Stated exercise: Find each line in the material below that contains the word "background", and copy those lines out in full.

--------------------

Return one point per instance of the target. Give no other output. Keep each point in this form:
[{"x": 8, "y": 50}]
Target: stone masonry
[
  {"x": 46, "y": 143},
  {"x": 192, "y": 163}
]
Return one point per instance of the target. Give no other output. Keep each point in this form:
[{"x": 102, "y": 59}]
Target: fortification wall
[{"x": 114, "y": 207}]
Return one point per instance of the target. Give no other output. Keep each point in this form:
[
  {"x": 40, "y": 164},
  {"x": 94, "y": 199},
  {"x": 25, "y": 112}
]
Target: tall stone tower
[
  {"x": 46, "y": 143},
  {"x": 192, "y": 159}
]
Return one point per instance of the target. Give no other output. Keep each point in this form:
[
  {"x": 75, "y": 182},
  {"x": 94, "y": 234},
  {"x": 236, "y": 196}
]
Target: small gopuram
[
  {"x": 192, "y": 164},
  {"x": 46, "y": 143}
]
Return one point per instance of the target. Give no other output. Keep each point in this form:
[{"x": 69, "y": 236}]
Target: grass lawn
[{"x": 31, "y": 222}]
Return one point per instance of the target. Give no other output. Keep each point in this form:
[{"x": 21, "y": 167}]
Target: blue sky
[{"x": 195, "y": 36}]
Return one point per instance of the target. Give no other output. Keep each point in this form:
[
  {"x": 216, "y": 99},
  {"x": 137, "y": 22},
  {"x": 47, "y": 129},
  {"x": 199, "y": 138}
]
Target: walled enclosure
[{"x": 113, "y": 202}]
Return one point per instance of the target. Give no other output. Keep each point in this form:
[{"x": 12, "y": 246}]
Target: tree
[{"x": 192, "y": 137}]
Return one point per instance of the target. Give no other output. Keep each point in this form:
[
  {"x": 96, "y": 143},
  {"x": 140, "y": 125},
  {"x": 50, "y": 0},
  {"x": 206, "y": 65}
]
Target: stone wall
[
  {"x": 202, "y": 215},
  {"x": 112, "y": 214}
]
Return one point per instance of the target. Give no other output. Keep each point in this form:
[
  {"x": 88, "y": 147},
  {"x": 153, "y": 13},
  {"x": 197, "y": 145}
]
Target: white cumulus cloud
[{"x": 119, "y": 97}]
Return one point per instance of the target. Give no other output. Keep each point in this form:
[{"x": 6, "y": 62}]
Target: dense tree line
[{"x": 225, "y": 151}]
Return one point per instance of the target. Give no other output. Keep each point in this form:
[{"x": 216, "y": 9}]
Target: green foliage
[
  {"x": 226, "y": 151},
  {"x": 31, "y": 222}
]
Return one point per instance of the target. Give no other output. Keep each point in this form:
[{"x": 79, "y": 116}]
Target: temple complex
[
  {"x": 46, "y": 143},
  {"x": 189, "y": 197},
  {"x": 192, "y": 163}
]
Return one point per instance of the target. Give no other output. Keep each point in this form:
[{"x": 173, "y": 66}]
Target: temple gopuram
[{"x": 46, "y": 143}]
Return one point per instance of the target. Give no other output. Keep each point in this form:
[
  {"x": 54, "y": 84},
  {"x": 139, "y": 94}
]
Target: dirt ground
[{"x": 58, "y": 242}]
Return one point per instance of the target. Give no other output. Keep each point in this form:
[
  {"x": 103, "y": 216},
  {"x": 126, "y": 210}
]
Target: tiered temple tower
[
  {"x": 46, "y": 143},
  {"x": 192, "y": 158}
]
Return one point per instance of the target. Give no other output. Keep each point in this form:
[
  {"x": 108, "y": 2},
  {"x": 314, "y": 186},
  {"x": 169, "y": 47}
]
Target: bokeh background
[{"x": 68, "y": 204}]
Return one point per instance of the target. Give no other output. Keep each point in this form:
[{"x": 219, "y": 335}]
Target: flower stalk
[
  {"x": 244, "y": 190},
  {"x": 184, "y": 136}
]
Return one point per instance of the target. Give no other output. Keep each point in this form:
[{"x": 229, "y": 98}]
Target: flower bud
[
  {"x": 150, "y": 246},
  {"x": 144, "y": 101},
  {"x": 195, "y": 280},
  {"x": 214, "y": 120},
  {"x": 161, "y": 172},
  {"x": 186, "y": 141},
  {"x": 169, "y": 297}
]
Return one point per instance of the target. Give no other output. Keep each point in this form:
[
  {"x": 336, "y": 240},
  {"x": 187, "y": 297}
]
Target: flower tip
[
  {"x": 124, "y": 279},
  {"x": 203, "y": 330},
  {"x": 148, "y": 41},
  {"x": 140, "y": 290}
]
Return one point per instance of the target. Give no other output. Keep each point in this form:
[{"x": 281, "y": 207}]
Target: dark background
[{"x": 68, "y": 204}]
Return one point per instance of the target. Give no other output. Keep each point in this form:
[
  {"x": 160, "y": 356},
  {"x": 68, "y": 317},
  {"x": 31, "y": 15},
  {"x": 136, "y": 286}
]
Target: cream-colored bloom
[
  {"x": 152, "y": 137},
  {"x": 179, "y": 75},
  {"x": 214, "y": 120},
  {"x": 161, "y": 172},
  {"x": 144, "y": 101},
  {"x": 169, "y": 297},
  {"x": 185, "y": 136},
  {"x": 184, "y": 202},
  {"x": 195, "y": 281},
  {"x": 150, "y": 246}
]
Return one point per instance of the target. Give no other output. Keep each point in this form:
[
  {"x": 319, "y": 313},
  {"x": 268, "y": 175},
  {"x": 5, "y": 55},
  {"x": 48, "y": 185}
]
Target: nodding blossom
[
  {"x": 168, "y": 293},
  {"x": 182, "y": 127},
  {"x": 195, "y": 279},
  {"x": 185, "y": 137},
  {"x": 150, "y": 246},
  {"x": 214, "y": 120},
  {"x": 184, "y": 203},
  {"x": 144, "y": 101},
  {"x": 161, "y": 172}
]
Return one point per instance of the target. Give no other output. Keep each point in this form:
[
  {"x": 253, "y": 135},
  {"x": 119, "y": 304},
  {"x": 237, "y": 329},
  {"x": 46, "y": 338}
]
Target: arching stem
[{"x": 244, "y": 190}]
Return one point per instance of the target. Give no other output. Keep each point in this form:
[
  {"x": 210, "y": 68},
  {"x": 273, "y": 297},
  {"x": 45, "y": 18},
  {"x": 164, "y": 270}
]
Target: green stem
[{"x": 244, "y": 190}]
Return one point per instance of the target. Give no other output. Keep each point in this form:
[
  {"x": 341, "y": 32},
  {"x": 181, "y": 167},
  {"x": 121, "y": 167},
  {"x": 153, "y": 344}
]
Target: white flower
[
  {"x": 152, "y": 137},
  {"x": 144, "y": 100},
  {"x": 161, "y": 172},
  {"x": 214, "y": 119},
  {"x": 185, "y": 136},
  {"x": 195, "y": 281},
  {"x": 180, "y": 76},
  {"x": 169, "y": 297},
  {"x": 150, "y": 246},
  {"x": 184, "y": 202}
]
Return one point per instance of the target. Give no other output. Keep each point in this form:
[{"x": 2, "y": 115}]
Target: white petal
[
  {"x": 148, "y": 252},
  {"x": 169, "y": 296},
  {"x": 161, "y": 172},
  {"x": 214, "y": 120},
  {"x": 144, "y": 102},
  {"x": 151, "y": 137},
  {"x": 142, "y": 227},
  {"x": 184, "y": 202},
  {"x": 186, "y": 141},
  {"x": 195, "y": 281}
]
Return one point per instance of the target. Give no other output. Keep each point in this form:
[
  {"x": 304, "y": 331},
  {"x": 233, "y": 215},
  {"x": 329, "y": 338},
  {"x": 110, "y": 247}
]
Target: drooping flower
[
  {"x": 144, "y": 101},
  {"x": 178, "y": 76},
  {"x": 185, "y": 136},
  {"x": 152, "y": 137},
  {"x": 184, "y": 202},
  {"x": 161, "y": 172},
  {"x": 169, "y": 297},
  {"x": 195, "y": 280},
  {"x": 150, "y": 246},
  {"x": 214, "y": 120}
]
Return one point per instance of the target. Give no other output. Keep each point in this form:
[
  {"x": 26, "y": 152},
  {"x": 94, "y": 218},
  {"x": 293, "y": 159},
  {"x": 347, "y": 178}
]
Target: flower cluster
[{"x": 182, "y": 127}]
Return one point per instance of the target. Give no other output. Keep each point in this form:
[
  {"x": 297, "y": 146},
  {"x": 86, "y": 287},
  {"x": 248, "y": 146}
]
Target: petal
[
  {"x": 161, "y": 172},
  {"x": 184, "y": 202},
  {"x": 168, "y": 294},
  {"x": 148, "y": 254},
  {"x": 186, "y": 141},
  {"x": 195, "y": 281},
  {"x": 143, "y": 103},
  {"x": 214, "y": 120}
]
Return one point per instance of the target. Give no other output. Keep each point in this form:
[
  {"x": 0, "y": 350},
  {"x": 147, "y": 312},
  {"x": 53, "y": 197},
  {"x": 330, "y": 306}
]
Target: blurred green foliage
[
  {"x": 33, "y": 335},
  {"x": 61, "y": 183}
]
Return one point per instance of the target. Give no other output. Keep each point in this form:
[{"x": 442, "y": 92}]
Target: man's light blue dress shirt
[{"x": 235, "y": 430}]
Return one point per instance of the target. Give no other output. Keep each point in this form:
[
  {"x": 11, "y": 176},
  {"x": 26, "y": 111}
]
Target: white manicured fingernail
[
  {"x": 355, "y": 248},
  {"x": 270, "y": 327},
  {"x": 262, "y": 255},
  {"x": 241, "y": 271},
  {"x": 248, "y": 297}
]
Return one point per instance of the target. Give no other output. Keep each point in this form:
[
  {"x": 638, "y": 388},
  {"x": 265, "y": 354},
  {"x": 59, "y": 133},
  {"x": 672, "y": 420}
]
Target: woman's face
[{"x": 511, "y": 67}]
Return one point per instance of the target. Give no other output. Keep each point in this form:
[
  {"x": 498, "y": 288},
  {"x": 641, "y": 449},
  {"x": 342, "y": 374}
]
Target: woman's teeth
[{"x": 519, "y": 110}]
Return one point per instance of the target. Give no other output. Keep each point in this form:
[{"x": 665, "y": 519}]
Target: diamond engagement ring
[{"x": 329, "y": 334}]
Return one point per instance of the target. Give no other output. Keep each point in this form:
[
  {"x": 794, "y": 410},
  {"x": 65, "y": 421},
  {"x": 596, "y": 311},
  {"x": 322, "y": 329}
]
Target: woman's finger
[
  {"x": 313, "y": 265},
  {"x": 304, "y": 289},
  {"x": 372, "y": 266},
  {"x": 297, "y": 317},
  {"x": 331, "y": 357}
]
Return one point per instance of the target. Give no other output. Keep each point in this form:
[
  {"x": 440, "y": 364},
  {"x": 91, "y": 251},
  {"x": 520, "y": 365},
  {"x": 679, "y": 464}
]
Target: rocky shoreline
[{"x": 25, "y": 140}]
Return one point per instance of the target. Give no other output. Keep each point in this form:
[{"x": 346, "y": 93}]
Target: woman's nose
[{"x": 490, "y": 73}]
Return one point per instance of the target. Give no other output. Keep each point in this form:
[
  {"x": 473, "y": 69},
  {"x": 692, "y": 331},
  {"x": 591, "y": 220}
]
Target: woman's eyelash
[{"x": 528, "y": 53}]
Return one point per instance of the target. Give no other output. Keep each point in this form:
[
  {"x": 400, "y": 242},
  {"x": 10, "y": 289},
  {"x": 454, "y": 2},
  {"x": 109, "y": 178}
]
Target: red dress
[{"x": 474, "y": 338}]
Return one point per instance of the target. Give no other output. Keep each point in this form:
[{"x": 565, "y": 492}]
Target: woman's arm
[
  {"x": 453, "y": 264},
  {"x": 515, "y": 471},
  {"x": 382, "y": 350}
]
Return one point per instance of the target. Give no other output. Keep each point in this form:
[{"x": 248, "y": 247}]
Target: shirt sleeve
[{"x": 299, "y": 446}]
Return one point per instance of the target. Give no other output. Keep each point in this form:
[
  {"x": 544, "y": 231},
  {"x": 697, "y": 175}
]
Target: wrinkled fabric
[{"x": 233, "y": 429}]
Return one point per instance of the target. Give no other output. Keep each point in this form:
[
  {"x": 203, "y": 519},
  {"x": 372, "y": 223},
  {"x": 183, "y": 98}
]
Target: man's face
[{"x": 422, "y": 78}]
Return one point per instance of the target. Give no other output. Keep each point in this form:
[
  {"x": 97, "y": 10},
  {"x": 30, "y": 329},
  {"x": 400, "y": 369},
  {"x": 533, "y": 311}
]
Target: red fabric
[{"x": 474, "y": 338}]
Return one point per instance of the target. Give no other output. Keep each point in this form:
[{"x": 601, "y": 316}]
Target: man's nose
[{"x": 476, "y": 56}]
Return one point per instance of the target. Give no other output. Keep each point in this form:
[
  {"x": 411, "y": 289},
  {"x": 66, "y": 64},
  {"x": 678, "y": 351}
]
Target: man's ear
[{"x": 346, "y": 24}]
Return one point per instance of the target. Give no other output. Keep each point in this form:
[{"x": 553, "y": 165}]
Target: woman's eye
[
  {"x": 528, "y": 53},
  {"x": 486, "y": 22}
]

--------------------

Solution to the problem:
Target: bokeh background
Target: dark background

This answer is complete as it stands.